▸ **Excerpt to read**:

3. The Self-Image and Identity Challenge
Self-image and identity have always been complex for someone with BPD. Introduce a physical disability, and it's like adding more pieces to an already intricate puzzle (not to mention additional mobility devices). This is when I try to use the GIVE skill to put some of those pieces together.
GIVE (Gentle, Interested, Validate, Easy manner):
I'm prioritizing approaching myself with self-compassion and kindness, understanding that I'm doing my best. Showing genuine interest in understanding my own emotions and experiences is giving me a greater sense of peace in independence and dependency. Self-validation—acknowledging my feelings and experiences without judgment—is liberating and in many cases life-saving. Maintaining a relaxed, non-judgmental attitude toward myself is fostering self-acceptance.
4. The Coping Mechanisms Challenge
Coping mechanisms are essential for anyone dealing with BPD. Sometimes, though, the urge to resort to self-destructive behaviors becomes overwhelming, especially when you're facing the added stress of a physical disability. Those self-destructive behaviors erred towards hysterical crying and obliterating relationships with sincere prejudice. Mainly because my physical disability often prompts others to think and act on my behalf, without my consent or input, several times a day. So I practice the STOP skill more often than anything else.

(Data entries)
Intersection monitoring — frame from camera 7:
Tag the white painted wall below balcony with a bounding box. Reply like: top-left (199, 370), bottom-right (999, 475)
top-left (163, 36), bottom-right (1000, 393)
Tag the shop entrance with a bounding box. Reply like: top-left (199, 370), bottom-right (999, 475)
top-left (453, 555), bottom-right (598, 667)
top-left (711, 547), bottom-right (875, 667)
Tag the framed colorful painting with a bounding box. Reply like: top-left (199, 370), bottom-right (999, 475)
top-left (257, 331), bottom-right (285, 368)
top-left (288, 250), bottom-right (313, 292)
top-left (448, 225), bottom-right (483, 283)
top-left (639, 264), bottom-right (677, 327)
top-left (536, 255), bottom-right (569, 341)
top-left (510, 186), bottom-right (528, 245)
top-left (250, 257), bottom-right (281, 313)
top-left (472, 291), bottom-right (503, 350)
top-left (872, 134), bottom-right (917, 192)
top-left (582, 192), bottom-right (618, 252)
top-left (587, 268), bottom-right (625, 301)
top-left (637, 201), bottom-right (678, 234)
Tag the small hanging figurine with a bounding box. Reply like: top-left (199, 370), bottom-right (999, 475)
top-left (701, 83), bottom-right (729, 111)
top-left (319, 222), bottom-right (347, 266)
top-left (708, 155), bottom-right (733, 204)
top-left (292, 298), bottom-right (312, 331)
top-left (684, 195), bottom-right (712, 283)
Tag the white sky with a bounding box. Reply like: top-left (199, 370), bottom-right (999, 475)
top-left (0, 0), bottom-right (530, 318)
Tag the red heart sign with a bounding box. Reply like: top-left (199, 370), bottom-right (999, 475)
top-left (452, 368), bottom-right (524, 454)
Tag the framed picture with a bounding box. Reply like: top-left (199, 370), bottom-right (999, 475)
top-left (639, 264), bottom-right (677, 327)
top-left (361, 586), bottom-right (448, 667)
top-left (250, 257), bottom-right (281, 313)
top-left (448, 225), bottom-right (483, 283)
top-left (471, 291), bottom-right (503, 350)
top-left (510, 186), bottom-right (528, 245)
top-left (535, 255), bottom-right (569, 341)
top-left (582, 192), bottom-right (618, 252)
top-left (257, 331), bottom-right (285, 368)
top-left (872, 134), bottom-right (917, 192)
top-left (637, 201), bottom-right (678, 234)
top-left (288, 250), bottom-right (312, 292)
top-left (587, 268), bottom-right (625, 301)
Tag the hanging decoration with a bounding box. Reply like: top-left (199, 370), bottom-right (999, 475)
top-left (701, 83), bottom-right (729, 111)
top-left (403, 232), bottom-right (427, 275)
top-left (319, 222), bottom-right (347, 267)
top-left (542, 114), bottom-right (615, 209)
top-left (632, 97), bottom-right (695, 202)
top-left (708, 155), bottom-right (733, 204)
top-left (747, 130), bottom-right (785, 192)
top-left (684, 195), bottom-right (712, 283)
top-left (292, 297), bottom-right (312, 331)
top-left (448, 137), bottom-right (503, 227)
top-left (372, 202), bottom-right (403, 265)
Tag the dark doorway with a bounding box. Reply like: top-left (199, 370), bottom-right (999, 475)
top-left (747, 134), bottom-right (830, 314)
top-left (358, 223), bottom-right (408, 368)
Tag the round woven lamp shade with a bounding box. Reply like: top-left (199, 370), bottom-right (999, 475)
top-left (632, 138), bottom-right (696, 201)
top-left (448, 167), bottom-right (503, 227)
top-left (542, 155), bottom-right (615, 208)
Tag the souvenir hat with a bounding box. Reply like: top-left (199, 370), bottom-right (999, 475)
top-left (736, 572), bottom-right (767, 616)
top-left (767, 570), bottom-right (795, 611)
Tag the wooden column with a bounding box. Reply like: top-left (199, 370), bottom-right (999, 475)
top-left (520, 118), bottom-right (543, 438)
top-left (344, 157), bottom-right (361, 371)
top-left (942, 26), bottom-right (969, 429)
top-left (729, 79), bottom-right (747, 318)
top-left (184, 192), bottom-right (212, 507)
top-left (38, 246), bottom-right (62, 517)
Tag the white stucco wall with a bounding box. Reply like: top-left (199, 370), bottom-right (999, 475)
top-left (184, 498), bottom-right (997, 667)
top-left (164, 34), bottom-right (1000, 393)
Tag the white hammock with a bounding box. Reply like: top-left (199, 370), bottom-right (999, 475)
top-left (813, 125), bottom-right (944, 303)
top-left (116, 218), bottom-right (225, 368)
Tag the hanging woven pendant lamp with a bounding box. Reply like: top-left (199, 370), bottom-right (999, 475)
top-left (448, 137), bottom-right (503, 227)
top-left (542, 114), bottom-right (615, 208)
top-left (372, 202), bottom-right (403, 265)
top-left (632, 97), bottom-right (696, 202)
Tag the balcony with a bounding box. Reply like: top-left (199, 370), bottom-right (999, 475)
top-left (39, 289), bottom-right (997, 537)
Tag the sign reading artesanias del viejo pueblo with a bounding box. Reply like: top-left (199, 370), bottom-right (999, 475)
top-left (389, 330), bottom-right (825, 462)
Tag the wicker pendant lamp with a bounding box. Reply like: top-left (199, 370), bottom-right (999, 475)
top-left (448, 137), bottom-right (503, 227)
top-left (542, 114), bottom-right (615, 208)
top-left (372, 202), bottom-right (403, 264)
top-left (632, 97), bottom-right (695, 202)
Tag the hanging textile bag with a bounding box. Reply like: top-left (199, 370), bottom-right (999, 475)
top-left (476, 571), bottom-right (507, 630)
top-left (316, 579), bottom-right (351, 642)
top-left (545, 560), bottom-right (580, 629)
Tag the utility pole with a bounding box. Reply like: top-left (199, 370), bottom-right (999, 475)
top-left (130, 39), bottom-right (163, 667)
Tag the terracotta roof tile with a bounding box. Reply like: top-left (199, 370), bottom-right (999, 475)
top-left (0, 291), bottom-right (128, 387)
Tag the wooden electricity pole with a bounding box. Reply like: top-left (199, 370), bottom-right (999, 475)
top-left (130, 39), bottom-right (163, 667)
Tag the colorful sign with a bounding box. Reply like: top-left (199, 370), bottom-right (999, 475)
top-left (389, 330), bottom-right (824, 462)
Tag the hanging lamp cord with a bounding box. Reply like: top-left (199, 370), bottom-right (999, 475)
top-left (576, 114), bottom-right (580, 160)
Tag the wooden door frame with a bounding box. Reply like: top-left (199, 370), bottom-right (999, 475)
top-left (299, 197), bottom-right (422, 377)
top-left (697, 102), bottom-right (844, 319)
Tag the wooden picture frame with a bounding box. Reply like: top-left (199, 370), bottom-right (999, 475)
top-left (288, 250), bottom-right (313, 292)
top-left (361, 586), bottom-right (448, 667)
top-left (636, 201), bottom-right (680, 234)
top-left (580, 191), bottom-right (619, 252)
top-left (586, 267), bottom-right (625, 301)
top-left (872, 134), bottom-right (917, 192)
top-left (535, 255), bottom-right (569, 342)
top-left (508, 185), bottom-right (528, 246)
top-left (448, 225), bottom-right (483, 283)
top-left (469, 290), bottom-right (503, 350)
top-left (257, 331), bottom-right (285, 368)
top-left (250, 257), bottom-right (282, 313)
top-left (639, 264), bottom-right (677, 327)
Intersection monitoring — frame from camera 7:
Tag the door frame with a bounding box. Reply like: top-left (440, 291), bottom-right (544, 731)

▸ **Exercise tasks**:
a: In the passage on BPD and physical disability, rewrite the section from "3. The Self-Image" up to and including "those pieces together.", changing "intricate" to "complicated".
b: Write what comes next in the passage on living with BPD and a physical disability, picking up after its final sentence.

▸ **Task answers**:
a:
3. The Self-Image and Identity Challenge
Self-image and identity have always been complex for someone with BPD. Introduce a physical disability, and it's like adding more pieces to an already complicated puzzle (not to mention additional mobility devices). This is when I try to use the GIVE skill to put some of those pieces together.

b:
STOP (Stop, Take a step back, Observe, Proceed mindfully):
I've learned to hit pause when that urge strikes—just to acknowledge it without acting on it. Physically stepping back from the situation (literally halting my wheels), if needed, has given me a fresh perspective. Observing my thoughts and emotions without judgment has been like seeing through a different lens. And choosing to proceed mindfully with healthier coping strategies that align with my values has been a powerful shift. Honestly, this often involves a lot of hurt faces because people feel compelled to help and insist on helping before actually considering why or how. And nobody likes to be interrupted. And I don't like interrupting. But sometimes proceeding mindfully is to stop what is going on and feel comfortable with it.
5. The Treatment Complexity Challenge
Therapeutic interventions are a lifeline for individuals with BPD, but introducing a physical disability can add layers of complexity to treatment. However, by combining DEARMAN, FAST, and GIVE, I've found a way to navigate this intricate path.
I've used DEARMAN to describe my treatment needs, express my emotions, assert my requirements, reinforce my self-respect, stay mindful during discussions, appear confident in my decisions, and negotiate a treatment plan that considers my physical disability. Ensuring that people treat me fairly, in alignment with my values, and with honesty has been crucial. And I use GIVE to manage and assert my sense of independence and pride (and, sometimes, to excuse a full ASOS cart). Re-approaching the therapeutic process with gentleness, genuine interest, self-validation, and an easy, non-judgmental attitude has been the key to my progress.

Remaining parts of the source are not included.